═══ Extract to read ═══

In the context of our study, particular relevance is attributed to mid- and small-sized businesses’ credit ratings. The latter are assigned to small businesses by a single financial intermediary that uses them to assess their corporate credit risk. Small businesses’ credit ratings make them suitable to the purpose of our study. Indeed, attributed credit ratings are based on both hard and soft information. On the one hand, the former is based on private and publicly available quantifiable information (i.e., partnerships, registered payment defaults, credit reference agencies, accounting data, payment performance data, network of risk information). On the other hand, the latter is based on relationship-intensive soft information collected directly and indirectly through repeated bank-firm interactions. In the context of our study, the credit rating (the target feature) is a factor variable with eight categories ranging from a minimum value of 2 to a maximum value of 9, where the 9th rating class represents the riskiest one characterizing the least creditworthy borrowers. The different notches of the rating scale allow the financial intermediary to distinguish between high-risk and low-risk clients in their lending activity. Therefore, credit ratings provide an objective and quantifiable means by which a company’s degree of credit risk can be assessed.

Credit rating evolution over time is shown in Fig. 1, highlighting an overall persistent behavior for all classes of risk.^{Footnote 4}

3.2 Methodology

To investigate the ability of machine learning (ML) to provide reliable credit ratings' predictions, we rely on a proprietary dataset comprising firms involved in invoice trading for which we have information on the assigned credit rating, key financial statement data, and information on their behavior in terms of payment of invoice, delays, overdue, etc.

Given that our focus is primarily to study the viability and accuracy of ML techniques in the Fintech environment, we suppose that invoice lenders can have access to a diversified pool of information, which depends on the business model adopted by the Fintech lender. The sets of information are built as follows: set (i) comprises only financial statement information (FS); set (ii) comprises only contemporaneous information on the pool of invoices and payment behavior (INV); set (iii) comprises both financial statement and invoices-related information (FS + INV). Additionally, we include a time factor, differentiating between lenders that can access only contemporaneous information (time t) and lenders that can access historical information (time s, with s < t). The dependent variable is represented by an ordinal variable and therefore we select a random forest for our machine learning approach. Results are then compared with those derived from an ordered probit model. We start by describing our implemented random forest approach.

═══

Exercise requirements>
1. In the credit rating text, what does the 9th rating class represent?
2. Pick up the credit rating text after its last sentence and write the next part.

═══ Provided material ═══

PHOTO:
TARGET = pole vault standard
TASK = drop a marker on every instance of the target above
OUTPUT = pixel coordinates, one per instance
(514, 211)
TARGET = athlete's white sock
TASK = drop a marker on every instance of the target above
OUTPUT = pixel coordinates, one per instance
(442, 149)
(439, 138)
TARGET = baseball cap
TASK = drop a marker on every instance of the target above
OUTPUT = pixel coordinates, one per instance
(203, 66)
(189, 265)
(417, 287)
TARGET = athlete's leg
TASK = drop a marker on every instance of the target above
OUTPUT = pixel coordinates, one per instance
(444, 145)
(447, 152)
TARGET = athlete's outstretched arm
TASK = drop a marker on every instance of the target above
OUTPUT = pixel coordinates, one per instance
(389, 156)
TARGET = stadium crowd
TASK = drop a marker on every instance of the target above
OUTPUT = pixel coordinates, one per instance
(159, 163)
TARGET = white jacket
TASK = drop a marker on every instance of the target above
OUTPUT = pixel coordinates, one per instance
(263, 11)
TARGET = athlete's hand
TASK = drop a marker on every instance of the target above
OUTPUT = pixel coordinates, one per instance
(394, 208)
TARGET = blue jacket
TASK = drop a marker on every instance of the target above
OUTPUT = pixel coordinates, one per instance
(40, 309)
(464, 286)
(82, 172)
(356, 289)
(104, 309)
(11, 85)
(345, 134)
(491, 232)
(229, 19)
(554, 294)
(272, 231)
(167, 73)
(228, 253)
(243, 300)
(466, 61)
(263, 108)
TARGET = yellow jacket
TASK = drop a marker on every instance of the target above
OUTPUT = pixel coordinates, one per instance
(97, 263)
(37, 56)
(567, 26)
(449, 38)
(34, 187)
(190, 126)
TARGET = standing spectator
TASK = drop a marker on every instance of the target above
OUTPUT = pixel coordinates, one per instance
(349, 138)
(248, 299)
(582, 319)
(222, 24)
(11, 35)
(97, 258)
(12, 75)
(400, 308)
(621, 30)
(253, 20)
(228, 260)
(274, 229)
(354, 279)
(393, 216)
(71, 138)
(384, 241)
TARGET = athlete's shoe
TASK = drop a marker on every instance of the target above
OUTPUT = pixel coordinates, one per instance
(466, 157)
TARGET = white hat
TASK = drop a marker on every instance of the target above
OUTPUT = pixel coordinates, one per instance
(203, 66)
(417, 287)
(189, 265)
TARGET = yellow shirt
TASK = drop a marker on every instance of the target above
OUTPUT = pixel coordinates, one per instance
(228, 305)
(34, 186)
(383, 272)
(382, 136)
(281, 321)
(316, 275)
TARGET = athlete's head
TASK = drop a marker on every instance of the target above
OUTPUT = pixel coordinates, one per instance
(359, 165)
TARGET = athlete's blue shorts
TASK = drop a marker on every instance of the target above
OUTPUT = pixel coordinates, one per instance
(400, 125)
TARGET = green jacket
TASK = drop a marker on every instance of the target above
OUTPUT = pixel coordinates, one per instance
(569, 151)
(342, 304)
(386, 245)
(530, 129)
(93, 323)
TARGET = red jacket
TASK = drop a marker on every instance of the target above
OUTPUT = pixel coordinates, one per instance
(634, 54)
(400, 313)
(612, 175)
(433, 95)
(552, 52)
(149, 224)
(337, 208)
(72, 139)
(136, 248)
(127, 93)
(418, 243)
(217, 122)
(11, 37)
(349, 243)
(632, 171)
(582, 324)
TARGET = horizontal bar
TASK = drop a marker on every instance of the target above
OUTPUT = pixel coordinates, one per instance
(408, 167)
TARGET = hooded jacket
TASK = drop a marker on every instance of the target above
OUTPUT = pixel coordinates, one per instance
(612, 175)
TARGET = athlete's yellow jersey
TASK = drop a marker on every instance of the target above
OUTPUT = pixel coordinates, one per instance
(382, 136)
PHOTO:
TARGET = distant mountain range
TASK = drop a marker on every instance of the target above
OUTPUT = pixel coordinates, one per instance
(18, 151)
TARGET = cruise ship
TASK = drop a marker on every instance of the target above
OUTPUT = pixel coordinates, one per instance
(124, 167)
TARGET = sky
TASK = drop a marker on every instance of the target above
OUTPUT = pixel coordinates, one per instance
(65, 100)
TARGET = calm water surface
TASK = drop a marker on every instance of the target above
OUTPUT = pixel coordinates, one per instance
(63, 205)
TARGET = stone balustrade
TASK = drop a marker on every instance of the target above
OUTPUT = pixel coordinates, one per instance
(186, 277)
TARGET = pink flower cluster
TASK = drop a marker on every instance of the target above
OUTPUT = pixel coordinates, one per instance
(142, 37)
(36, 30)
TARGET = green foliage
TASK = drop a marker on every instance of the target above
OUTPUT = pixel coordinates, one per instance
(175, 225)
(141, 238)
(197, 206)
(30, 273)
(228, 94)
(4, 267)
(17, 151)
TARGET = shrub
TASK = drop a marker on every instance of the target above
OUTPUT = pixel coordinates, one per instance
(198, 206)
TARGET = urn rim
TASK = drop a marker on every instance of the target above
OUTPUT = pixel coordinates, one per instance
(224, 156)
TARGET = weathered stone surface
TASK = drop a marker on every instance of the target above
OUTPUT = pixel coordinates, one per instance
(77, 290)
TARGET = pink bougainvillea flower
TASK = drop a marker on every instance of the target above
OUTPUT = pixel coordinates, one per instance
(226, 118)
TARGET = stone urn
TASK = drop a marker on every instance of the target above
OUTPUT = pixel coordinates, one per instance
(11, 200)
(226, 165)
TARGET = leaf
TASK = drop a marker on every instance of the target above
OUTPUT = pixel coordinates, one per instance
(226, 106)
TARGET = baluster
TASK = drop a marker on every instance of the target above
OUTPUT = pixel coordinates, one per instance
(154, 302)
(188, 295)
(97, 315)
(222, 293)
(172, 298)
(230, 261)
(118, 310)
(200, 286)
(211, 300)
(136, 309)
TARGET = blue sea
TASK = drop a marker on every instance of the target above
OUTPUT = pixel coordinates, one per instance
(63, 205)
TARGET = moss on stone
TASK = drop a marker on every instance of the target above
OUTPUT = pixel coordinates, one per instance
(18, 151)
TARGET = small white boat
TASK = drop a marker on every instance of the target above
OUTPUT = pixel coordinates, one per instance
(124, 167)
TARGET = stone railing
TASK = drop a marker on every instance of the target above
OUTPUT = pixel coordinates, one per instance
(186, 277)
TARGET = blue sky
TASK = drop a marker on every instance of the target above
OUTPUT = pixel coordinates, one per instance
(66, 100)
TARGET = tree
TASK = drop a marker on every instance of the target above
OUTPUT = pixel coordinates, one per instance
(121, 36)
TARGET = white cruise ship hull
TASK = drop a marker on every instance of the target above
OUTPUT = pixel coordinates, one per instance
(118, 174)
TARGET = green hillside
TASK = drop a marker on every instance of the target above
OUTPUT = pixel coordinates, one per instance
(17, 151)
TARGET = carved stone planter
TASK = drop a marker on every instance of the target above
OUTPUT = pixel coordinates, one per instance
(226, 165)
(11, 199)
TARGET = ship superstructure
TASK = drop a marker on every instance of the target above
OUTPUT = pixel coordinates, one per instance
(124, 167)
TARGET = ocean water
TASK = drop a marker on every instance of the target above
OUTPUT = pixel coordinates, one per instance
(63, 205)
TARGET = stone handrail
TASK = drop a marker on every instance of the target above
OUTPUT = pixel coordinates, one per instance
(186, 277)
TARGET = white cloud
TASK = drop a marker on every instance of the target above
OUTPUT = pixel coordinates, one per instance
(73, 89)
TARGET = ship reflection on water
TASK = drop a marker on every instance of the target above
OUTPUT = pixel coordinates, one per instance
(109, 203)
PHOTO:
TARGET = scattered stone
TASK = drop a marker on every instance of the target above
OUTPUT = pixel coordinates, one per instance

═══

Responses in order>
1. The riskiest class, characterizing the least creditworthy borrowers.

2.
Random forest (RF) applications represent a non-parametric machine learning method that has now been widely employed in many fields of academic research (Breiman 2001). RF models primarily rely on an ensemble of decision trees, which is recognized as a cutting-edge machine learning approach for prediction and classification tasks (Biau and Scornet 2016). We apply RF to a dependent variable, i.e., the credit rating (y_it) that is modelled as a prediction of a set of independent variables X_it. In coherence with the ordinal nature of our dependent variable y, we employ the classification version of RF model.

The first approaches dealing with longitudinal and clustered data involved tree-based methods (Segal 1992; Sela and Simonoff 2012; Hajjem et al. 2014) and are based on the idea of iterating between fixed and random parts and estimating the parameters via the Expectation Maximization (EM) algorithm. All these approaches represent a semi-parametric fixed effects model in which the non-parametric part is evaluated through RF. For the sake of full comparison and robustness check, we also employ a modified random forest algorithm that includes summary transformations of the past values for every input variable, named Historical Random Forest (HRF). Therefore, HRF is suitable for the analysis of longitudinal data. In the R environment, we employ the package htree (Sexton 2018).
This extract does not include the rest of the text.